§ SHORT TASK
Word for word, set down the records and skip each picture.

§ Items from a dataset
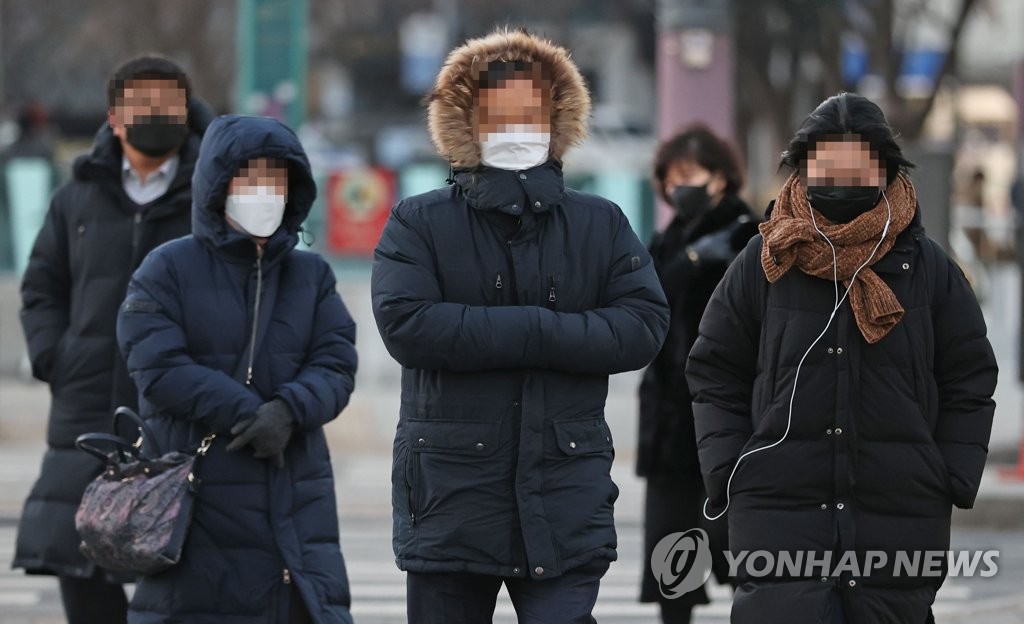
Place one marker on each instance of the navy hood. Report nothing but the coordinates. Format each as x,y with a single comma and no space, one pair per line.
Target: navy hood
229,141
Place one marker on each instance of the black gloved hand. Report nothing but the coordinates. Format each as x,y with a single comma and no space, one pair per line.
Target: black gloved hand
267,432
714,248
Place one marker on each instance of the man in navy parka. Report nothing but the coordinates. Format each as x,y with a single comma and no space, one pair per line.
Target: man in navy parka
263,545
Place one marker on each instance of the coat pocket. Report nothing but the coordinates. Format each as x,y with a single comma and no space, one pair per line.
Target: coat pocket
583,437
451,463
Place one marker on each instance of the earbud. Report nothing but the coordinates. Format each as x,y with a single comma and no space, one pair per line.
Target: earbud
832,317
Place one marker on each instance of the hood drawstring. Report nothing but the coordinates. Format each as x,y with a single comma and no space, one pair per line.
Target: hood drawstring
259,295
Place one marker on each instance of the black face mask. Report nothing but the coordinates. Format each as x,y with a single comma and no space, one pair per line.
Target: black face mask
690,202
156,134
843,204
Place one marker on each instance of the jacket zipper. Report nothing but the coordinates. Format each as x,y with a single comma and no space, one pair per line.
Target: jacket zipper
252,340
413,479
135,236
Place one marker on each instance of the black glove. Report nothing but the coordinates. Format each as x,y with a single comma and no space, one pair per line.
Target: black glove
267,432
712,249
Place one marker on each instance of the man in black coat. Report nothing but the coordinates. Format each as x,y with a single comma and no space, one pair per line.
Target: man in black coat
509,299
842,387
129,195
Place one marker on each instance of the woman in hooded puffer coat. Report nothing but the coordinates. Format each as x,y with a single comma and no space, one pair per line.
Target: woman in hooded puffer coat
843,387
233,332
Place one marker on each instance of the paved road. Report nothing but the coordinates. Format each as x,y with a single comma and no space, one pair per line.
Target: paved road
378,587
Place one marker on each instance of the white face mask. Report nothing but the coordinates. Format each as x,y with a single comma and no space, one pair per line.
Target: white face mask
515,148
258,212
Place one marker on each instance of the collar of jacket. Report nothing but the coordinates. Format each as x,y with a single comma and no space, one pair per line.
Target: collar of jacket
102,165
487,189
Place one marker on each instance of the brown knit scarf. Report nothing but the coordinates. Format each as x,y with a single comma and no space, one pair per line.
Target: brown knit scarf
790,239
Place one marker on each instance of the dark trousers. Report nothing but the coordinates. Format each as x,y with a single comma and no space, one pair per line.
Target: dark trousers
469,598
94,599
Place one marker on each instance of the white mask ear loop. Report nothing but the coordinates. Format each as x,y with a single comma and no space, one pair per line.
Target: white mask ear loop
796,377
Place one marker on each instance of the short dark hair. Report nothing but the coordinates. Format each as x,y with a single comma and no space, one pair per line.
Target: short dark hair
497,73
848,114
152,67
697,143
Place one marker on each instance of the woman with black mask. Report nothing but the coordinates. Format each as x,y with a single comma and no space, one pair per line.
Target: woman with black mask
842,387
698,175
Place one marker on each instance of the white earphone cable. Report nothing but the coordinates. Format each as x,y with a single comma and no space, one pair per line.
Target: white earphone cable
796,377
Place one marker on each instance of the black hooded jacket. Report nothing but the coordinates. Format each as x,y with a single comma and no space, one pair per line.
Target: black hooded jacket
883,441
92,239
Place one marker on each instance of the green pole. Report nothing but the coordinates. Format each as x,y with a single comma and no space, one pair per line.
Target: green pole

§ RESPONSE TO THE TASK
Place one marker on each instance of the navy hood. Report nothing but the coordinates. Format each as x,y with a single comma and no space, one pair per line.
Target: navy hood
229,141
Place one marker on each instance of the black gloved hand. Report nothing but the coordinates. Format each as x,y with a single comma and no space, one pair per line.
Target: black gloved hand
267,432
714,248
Place one marker on each instance of the man in navy parka. Report nothing but the coordinates. Format each as x,y with a single comma and no space, one pair per line.
Target: man in navy parka
263,545
Place one marker on each instance of the coat pocket. Report nothing but the coordinates. Format each as x,y with a single comma and no space, one pair per line.
Target: coat pocket
583,437
451,463
Place one marker on each instance of the earbud. Report nothing but the coordinates. Format each as x,y with a single comma and no space, one pair per line.
Target: earbud
832,317
Place one marker on each instance of the hood drawstring. Report nothing but the coordinates. Format each as x,y with a single comma and no space, one pair per line.
Target: hood drawstring
259,295
Place one marker on each instance of the black face mask. Report nothing but the coordinates. Format each as x,y with a single comma and no space, one pair per line.
Target: black face mask
690,202
156,134
843,204
Place one marker on each instance of the jacket zipper. Report nothing but the coordinates. Format each as x,y with a single comma and no space, one pair per line.
Target: jacket zipper
252,340
413,479
135,236
Place one marker on each instance of the black glove. Report nothing but the coordinates. Format each as x,y with a single comma and no space, one pair per line.
Target: black glove
267,432
712,249
Place one marker on each instance of the man in black coat. Report nothing but the coordinates. Format each as x,y with a single comma and no space, one pair per line.
Target: man in black coat
509,299
842,387
129,195
Place one marker on each instance of the woman in hooded puffer coat. Report nothing but the coordinates. Format each as x,y with a single comma and no space, one pair per line.
Target: woman in hooded puffer coat
843,387
233,332
Place one marker on each instance of the paved road. Report nothing but the coordinates. Format each as x,y with a single comma and no space, one pair per line.
Target: paved road
378,587
Place one marker on each instance of the white face mask. Report nothing but the coordinates. Format each as x,y with a single comma and no space, one pair per line.
Target: white face mask
515,148
258,212
Place one marker on each instance of the collar of jacket. Report nothing but the coordinates. Format each as x,y with a single comma and no space, one pair per line.
Target: collar of jacket
102,165
487,189
Place one marker on each instance of the brown knit scarf. Report nothing but the coordinates. Format each as x,y with a single comma and no space, one pair per line.
Target: brown knit scarf
790,239
Place one marker on each instance of the dark trousers. Report nothing but the coordinates. Format each as x,y with a single comma and no space, one pair per line.
Target: dark trousers
469,598
94,599
Place one marker on each instance of the white mask ear loop. Report nothing but the coordinates. Format each as x,y with a single comma and no space, one pair per line.
Target: white mask ear loop
796,377
Place one marker on each instance of the short dark hair. Report nothing but the coordinates. Format each as x,y with a single comma and no space, one pair per line.
Target: short dark hair
497,73
848,114
152,67
697,143
Place one marker on each instance of the woman with black mask. Report nothing but the coordinates. Format each as x,y with a single comma and no space, one pair per line.
Target: woman with black mask
842,387
698,175
Place one marker on each instance of the white earphone cable. Report nothing but the coordinates. Format each as x,y with a single comma and no space, one pair per line.
Target: white earphone cable
796,377
Place one marker on each instance of the black hooded jacket. Report nothing but the coordinates. Format each as x,y with a single comma and no space, one pair per line.
Target: black hooded jacket
883,441
92,239
Place one marker on each instance of the green pole. Report nothing but the coordinates. Format each as x,y with a single comma and no space, one pair per line.
Target: green pole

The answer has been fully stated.